What the task requires — Please return the lines of the data below, word for word, from the first line through the line containing "point: door handle".

━━━━━ Supplied data ━━━━━

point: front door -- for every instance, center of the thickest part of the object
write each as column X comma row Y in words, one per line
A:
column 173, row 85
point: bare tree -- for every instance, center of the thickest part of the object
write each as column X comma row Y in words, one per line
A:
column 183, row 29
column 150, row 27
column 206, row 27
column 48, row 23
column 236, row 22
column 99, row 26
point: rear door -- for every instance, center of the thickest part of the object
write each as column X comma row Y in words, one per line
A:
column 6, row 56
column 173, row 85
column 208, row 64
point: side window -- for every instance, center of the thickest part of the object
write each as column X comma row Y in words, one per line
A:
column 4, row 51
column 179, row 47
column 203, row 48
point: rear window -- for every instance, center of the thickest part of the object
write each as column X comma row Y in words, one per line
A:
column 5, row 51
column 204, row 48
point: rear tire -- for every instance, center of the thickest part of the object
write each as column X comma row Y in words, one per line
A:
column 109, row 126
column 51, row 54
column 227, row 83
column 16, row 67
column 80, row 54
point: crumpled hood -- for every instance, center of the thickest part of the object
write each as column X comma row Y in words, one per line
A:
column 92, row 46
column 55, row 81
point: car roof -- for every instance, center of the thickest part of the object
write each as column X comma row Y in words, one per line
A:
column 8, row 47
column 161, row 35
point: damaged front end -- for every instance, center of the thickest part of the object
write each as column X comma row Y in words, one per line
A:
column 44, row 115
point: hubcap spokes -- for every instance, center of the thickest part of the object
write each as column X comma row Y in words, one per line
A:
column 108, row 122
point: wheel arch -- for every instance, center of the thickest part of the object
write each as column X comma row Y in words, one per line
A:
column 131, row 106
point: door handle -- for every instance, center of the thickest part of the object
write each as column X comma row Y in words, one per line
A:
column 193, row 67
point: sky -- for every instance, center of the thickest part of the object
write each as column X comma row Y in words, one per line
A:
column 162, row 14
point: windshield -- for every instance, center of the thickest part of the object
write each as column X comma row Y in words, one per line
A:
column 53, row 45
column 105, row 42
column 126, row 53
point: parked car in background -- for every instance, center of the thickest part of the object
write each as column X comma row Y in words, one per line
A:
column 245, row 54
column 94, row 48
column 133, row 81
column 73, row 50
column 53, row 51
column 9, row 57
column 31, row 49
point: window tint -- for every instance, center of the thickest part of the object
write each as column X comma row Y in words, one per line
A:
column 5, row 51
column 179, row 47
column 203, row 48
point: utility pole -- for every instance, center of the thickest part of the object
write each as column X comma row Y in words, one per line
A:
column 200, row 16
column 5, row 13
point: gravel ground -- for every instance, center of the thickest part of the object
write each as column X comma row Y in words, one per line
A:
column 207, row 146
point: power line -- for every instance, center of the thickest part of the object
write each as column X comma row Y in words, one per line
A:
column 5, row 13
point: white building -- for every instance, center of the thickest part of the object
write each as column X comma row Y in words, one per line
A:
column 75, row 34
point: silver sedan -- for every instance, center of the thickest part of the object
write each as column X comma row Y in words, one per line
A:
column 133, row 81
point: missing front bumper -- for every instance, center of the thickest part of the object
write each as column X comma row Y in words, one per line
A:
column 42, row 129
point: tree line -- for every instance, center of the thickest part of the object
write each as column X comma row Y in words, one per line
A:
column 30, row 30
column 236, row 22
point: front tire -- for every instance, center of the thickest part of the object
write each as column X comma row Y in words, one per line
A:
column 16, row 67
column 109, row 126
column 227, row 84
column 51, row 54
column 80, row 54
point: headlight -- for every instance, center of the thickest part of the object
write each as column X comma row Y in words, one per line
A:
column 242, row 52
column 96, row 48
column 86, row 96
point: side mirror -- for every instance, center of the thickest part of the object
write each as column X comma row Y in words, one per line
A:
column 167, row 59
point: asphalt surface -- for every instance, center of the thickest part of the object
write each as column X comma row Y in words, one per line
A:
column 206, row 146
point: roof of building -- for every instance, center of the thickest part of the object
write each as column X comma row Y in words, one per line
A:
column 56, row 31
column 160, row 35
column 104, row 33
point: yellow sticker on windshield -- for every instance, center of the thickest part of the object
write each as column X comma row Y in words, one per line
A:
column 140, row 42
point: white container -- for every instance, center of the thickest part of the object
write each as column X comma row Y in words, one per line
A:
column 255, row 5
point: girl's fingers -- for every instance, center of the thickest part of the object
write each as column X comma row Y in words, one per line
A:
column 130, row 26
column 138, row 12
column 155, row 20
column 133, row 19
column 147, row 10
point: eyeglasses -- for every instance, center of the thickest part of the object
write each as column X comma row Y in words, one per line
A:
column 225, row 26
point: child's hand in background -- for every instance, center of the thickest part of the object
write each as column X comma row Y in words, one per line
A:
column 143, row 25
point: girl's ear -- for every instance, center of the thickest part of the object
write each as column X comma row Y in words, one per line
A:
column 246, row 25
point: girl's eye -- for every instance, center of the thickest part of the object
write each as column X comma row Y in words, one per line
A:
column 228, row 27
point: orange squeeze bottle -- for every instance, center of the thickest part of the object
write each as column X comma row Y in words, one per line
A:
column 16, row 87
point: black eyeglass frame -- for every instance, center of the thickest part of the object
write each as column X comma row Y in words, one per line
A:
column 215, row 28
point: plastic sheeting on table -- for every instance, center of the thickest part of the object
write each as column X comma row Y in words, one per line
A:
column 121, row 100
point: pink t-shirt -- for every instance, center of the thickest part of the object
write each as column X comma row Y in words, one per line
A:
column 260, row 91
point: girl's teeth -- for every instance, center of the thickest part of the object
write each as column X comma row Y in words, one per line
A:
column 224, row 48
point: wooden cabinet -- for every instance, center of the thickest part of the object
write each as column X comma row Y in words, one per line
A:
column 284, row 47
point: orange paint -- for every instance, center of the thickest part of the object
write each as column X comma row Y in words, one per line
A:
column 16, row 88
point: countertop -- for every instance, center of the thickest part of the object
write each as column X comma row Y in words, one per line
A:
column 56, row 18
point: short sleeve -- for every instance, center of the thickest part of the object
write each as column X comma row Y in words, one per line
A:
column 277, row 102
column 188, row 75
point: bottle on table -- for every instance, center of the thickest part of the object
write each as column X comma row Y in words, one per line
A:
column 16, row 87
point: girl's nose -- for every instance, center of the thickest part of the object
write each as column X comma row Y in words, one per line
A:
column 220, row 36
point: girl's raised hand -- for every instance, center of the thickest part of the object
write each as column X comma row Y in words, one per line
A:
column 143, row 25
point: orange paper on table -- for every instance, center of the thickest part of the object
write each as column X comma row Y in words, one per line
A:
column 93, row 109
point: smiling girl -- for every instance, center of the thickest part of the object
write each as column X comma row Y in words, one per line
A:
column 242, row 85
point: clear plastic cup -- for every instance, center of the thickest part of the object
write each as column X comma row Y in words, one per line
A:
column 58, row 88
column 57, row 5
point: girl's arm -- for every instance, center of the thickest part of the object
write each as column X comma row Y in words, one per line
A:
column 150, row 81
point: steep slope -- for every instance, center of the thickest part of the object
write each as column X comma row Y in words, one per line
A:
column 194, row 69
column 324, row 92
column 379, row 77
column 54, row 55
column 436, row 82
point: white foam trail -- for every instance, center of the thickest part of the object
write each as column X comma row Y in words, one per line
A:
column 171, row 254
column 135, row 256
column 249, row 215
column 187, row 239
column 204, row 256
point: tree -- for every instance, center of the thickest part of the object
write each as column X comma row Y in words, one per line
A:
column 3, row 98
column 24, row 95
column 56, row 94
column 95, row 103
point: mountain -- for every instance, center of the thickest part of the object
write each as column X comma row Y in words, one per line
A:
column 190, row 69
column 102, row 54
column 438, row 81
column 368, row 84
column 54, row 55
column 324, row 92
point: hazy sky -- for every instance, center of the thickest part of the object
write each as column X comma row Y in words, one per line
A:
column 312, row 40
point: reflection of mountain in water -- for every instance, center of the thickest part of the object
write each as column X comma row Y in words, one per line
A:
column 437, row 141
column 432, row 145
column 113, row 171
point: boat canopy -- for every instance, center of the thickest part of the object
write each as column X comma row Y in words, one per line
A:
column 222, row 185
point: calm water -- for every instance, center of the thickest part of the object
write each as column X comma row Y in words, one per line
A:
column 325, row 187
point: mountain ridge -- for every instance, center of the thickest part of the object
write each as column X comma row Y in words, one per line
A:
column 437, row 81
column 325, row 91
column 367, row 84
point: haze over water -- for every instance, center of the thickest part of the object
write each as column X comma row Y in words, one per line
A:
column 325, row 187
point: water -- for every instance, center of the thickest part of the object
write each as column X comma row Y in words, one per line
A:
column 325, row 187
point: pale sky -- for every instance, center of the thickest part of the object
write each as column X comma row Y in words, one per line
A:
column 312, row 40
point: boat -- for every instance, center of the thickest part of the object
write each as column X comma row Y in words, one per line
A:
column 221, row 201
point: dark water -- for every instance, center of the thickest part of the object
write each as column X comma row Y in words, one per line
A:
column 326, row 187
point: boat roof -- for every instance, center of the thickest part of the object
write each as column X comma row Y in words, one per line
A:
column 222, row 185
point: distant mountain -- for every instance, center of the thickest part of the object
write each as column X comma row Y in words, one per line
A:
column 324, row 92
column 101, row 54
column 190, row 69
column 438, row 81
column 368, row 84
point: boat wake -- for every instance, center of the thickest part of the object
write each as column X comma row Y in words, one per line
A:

━━━━━

Written answer —
point: front door -- for every instance, center of the thickest part of the object
write each as column X comma row Y in words, one per line
A:
column 173, row 85
point: bare tree -- for every instance, center of the thickest part of the object
write each as column X comma row Y in words, one per line
A:
column 183, row 29
column 150, row 27
column 206, row 27
column 48, row 23
column 236, row 22
column 99, row 26
point: rear door -- for every instance, center of the thickest part of the object
write each as column X comma row Y in words, one per line
A:
column 6, row 56
column 173, row 85
column 208, row 64
point: side window -- for every instance, center of the thickest part of the object
write each as column X comma row Y in words, one per line
A:
column 4, row 51
column 179, row 47
column 203, row 48
point: rear window -- for every instance, center of the thickest part of the object
write each as column X comma row Y in words, one per line
A:
column 5, row 51
column 204, row 48
point: rear tire -- for every instance, center of the thickest part of the object
write each as column X comma row Y in words, one per line
A:
column 109, row 126
column 51, row 54
column 227, row 83
column 16, row 67
column 80, row 54
point: crumpled hood -- for every instance, center of the thickest part of the object
write each as column X comma row Y in words, one per line
A:
column 92, row 46
column 55, row 81
point: car roof -- for every instance, center of the thickest part of the object
write each as column X comma row Y in words, one per line
A:
column 8, row 47
column 161, row 35
point: damaged front end -- for every instance, center of the thickest part of the object
write each as column X comma row Y in words, one per line
A:
column 44, row 115
point: hubcap spokes -- for every instance, center of the thickest part of the object
write each as column X comma row Y in words, one per line
A:
column 108, row 122
point: wheel arch -- for every instance, center of the thickest part of the object
write each as column X comma row Y in words, one per line
A:
column 131, row 106
point: door handle -- for every instance, center of the thickest part of the object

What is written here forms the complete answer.